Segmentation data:

────────────────

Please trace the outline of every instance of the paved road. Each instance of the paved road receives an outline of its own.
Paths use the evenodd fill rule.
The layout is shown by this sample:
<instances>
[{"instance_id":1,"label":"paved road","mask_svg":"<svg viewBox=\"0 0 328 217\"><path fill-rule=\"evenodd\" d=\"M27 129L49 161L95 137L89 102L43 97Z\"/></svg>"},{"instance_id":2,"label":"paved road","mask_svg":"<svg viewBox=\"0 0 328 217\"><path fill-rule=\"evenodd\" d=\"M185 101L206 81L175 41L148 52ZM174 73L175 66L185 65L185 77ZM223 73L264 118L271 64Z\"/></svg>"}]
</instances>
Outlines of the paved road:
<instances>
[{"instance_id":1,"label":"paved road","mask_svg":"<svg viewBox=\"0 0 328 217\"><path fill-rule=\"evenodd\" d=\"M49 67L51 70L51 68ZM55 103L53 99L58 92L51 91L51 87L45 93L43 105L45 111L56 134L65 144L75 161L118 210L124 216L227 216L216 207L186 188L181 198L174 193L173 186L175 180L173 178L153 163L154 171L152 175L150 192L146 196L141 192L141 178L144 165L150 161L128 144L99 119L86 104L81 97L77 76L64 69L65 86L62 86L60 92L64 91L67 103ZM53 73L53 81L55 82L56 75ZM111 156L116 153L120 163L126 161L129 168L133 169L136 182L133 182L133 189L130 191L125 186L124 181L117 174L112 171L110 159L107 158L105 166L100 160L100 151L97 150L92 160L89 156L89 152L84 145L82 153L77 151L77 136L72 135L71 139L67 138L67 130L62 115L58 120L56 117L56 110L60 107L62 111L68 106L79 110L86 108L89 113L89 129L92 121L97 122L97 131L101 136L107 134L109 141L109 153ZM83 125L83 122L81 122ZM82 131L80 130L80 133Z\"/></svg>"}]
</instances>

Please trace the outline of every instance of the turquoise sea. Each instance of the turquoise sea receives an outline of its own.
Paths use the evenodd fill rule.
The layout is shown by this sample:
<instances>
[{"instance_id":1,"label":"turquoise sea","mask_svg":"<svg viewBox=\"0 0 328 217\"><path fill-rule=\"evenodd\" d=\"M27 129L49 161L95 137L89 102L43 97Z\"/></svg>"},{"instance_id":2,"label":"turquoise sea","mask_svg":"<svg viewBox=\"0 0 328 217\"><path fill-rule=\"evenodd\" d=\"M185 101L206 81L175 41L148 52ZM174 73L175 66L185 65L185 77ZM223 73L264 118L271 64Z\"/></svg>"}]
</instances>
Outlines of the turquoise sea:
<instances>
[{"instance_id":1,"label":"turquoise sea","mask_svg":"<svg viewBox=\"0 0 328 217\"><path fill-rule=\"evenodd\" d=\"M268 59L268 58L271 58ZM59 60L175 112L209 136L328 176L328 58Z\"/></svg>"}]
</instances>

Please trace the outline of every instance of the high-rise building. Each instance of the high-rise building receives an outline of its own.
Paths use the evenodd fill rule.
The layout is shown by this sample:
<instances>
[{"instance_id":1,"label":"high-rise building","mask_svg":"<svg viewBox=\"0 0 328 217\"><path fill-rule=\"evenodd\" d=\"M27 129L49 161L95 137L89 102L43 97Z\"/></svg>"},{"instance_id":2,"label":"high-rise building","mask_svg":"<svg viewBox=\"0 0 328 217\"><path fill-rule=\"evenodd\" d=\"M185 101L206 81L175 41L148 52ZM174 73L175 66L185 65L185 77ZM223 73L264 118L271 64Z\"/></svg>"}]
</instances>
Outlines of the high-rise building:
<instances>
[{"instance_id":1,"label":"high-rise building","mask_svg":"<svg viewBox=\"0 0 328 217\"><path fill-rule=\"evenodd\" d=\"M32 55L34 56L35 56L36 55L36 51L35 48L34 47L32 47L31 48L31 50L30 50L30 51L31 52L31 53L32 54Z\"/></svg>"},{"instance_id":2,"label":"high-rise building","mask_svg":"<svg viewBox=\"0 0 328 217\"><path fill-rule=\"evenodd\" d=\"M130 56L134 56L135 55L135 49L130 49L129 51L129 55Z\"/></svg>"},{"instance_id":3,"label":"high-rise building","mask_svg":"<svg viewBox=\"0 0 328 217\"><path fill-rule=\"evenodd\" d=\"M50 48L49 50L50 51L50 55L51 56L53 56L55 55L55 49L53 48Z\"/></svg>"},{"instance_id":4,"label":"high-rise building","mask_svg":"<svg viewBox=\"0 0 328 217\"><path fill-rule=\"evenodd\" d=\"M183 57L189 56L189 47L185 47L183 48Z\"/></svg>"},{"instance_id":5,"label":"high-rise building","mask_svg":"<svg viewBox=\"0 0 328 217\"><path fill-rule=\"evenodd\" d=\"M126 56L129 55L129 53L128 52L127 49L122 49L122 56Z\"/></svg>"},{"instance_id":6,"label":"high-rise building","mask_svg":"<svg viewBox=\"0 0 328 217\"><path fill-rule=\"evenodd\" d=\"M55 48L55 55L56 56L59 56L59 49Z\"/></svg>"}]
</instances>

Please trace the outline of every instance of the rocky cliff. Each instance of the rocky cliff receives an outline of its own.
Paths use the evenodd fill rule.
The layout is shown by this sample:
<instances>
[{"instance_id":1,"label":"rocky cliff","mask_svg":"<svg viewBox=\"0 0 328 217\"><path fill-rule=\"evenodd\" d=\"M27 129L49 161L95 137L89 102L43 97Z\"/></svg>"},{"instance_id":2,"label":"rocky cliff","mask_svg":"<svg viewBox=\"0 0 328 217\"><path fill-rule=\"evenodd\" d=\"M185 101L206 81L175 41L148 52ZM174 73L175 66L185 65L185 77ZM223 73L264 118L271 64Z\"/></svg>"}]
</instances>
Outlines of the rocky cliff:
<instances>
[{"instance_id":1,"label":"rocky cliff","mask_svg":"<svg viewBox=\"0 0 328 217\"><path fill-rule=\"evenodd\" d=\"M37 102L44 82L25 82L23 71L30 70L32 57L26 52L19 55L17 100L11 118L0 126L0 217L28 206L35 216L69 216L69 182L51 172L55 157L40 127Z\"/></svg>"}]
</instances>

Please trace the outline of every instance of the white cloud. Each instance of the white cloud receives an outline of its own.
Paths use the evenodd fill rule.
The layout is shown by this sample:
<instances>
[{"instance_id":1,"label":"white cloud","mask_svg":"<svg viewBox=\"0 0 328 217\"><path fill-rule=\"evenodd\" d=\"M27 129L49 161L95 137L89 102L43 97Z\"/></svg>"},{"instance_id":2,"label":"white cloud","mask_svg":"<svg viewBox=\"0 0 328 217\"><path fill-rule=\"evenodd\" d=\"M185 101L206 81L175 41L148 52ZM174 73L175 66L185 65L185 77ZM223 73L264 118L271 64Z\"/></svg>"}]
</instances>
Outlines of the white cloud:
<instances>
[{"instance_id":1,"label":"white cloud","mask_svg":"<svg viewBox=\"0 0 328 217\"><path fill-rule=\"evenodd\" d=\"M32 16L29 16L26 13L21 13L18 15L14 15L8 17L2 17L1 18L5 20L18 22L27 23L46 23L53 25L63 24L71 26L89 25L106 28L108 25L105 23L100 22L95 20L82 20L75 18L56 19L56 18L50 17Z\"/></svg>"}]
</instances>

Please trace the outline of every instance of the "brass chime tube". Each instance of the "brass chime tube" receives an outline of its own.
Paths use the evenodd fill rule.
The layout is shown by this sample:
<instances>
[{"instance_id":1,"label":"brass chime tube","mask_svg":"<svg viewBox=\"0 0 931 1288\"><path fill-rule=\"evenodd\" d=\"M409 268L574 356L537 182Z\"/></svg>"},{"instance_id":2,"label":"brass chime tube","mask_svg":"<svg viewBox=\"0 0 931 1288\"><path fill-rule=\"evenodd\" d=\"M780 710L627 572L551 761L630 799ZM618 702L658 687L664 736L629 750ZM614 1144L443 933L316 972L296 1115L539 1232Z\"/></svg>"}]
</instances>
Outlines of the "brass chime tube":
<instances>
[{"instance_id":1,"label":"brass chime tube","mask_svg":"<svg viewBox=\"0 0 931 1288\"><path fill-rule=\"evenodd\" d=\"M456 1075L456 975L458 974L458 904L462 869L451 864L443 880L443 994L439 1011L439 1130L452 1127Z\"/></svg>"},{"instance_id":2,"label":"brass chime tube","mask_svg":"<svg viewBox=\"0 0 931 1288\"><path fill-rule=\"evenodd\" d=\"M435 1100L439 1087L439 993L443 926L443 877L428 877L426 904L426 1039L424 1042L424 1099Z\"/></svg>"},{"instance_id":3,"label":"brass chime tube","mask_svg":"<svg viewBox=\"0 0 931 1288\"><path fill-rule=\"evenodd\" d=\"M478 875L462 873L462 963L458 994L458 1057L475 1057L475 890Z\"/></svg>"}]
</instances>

────────────────

-- Given instruction --
Count the lines in the listing above that contain the string "Outlines", with case counting. Give only the number.

-- Task result --
6